Segment Start: DATA LISTING

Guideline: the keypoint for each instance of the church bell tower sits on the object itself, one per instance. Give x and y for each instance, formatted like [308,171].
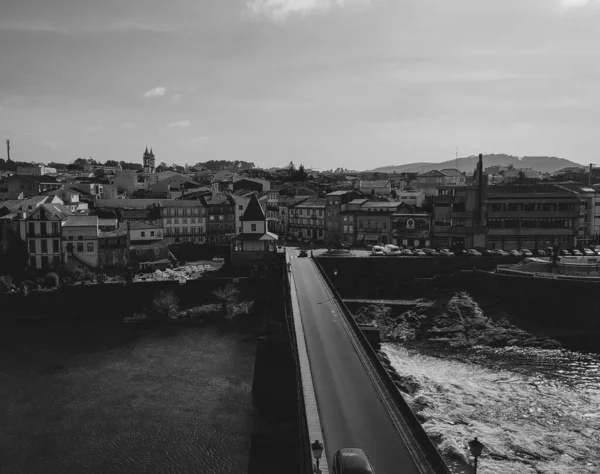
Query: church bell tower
[149,161]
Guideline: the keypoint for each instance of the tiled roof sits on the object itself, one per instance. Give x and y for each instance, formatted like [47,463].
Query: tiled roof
[384,183]
[81,221]
[254,211]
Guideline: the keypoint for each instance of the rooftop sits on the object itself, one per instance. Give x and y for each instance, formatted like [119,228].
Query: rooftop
[81,221]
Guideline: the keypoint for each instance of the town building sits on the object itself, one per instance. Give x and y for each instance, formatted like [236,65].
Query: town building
[43,235]
[412,198]
[374,222]
[19,187]
[307,219]
[411,230]
[80,241]
[34,169]
[221,214]
[431,181]
[183,221]
[336,204]
[531,216]
[255,242]
[380,187]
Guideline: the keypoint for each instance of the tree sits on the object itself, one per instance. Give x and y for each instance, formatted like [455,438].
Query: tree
[228,297]
[166,304]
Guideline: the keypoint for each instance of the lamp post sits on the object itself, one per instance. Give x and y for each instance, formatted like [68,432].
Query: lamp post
[317,449]
[476,449]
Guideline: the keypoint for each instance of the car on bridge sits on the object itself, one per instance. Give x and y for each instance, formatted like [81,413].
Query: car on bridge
[377,250]
[351,461]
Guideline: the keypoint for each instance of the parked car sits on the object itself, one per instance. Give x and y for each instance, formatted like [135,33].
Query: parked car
[391,249]
[377,250]
[472,253]
[431,252]
[351,461]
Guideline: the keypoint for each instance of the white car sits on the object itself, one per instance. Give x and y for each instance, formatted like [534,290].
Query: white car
[391,249]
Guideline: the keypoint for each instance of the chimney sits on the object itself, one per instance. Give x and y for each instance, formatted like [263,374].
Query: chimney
[481,187]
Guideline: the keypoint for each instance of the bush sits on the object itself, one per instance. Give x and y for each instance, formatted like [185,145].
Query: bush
[6,283]
[166,304]
[51,280]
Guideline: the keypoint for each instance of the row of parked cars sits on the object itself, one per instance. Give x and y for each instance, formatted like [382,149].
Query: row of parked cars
[478,252]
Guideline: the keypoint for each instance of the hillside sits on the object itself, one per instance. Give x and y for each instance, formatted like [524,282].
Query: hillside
[545,164]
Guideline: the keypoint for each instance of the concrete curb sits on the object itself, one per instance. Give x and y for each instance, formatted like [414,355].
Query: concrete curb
[312,412]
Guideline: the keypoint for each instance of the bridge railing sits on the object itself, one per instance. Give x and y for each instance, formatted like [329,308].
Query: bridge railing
[304,454]
[433,455]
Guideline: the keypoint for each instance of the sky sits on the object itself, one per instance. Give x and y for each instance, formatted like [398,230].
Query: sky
[328,83]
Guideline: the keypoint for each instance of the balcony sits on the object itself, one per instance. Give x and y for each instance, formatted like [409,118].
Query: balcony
[524,214]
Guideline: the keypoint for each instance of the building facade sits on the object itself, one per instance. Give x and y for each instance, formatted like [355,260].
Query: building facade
[531,216]
[307,219]
[44,235]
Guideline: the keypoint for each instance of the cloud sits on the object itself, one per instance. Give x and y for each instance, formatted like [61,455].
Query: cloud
[156,92]
[180,124]
[52,144]
[280,10]
[578,3]
[196,143]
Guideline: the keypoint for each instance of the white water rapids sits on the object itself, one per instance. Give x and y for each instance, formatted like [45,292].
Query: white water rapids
[535,411]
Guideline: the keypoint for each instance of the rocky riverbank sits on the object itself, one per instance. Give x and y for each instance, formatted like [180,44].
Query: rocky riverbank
[454,319]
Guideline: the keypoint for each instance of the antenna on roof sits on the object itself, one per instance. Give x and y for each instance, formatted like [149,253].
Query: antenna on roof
[456,157]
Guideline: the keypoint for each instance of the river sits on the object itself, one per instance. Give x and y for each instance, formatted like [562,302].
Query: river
[100,397]
[536,411]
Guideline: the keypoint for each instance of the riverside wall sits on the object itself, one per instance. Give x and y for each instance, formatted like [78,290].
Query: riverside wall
[385,277]
[117,300]
[554,304]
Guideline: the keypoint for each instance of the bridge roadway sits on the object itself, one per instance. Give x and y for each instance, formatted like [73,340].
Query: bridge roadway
[351,410]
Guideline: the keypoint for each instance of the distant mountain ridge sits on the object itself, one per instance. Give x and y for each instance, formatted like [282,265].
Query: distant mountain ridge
[545,164]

Segment End: DATA LISTING

INSTRUCTIONS TO FOLLOW - Set down every record exactly as written, but drop the pictures.

RESULT OF THIS EXERCISE -
Guideline: the keypoint for each instance of the church bell tower sits on the object itself, one per instance. Give x and y for each instance, formatted like [308,171].
Query: church bell tower
[149,161]
Guideline: the keypoint for each instance of the tiled roof sits on the object itself, one per instance. Give x and y for each instance, formatted like [47,463].
Query: tiled roof
[384,183]
[81,221]
[254,211]
Guideline: the keypoint for each instance of the rooftop sits on the object itself, one per instance. Give x and y for each instance, formatted like [119,228].
Query: rooftop
[81,221]
Guideline: the keypoint for each instance of the town building sits on the object itself, one per instance. Give x and y for each instance, formatted like [236,65].
Query: town building
[43,235]
[412,198]
[374,222]
[19,187]
[307,219]
[411,230]
[80,241]
[34,169]
[221,214]
[431,181]
[183,221]
[336,204]
[531,216]
[255,242]
[380,187]
Guideline: the keypoint for each instance of the tree sits on the object itself, one per instance. Give x and y for each instance, formatted like [455,438].
Query: tree
[228,297]
[166,304]
Guideline: the keypoint for each instance of the lamp post sits on the object itself, one per instance. Give x and y for each instance, formatted like [68,432].
Query: lamp post
[317,449]
[476,449]
Guideline: the keypoint for each instance of the car on bridge sits on the object itself, one per instance. Give x and y for each instance, formatted like [81,413].
Query: car on bridge
[377,250]
[351,461]
Guideline: the keypoint for each instance of the parked car sits on the object itself, one per instance. Give x and y for each instance, formatted like [135,33].
Query: parked car
[391,249]
[377,250]
[472,253]
[431,252]
[351,461]
Guideline: the keypoint for each instance of the white car sits on the object itself, one per instance. Give x and y for each instance, formatted like [534,290].
Query: white car
[391,249]
Guideline: the keypoint for each instance of the chimney sits on the object itself, one per instance. Give x and y for each instance, formatted like [263,374].
Query: chimney
[481,187]
Guideline: the keypoint for each instance of the bush sits on the object itself, one per instance. Give x and y for each instance, formatted like [185,145].
Query: bush
[6,283]
[166,304]
[51,280]
Guideline: the keypoint for each instance of the row of parked cars sits on the object itself, one per instance. Give x and y for each instance, formatted like [382,149].
Query: row of parked cars
[478,252]
Guideline: the keypoint for each instance of the hillside sits on the object itself, one per instance. Give x and y for each instance, formatted like [524,282].
Query: hillside
[545,164]
Guideline: the keypoint for each instance of the concrete curb sits on the object itself, one per instance. Give x and y for each instance, formatted like [414,355].
Query: concrete curb
[312,412]
Guideline: the keypoint for each instance of the bridge railing sits on the object itself, one per instance. Give x and y for each instance, formatted like [329,308].
Query: bridge railing
[304,454]
[433,455]
Guideline: the keypoint for each instance of the sky sits on the object itself, one per instance. Give x and y for each instance, formatted like [398,230].
Query: sky
[328,83]
Guideline: the keypoint for each instance of the balcony sits on the object itself, one per instance. Give x and y for each instance, formatted like [409,118].
Query: balcony
[524,214]
Guideline: the keypoint for each instance of the building facade sits on the object itself, one per instance. Give x and y for each instance, formatted like [355,260].
Query: building facade
[531,216]
[307,219]
[44,235]
Guideline: the keypoint for each instance of the cloud sits on the object itself, one per instance. Give x and y for each instance, formatted like [61,455].
Query: cloud
[156,92]
[180,124]
[52,144]
[280,10]
[578,3]
[196,143]
Guideline: the keypoint for each instance of the white water rapids sits on the object itself, one per instance. Give x and y for each instance, formatted like [45,292].
Query: white water rapids
[535,411]
Guideline: the keypoint for each instance of the rocky riverbank sits on the object itself, one per instance. Give x and y for each instance, formatted like [180,44].
Query: rocky riverbank
[454,319]
Guideline: the keypoint for each instance of the antenna on roof sits on the object itself, one per instance. Give x and y for each instance, formatted like [149,253].
Query: antenna on roof
[456,157]
Guideline: the keypoint for each instance of the river sits on the object itself, one per instance. Give x and y for each instance, formatted like [562,302].
Query: river
[100,397]
[536,411]
Guideline: the keypoint for each instance of the riverside wall sits on the object itself, one per instance. Give x and y for each instance, formatted like [78,290].
Query: riverside wall
[385,277]
[117,300]
[554,304]
Guideline: the keypoint for each instance of the bridge roadway sits on the object itself, one per instance. Give x and y for each instance, formatted like [73,340].
Query: bridge roadway
[351,410]
Guideline: the keypoint for each instance of the distant mountain ridge sits on the object itself, one per instance. Give x and y for each instance, formatted like [282,265].
Query: distant mountain ridge
[545,164]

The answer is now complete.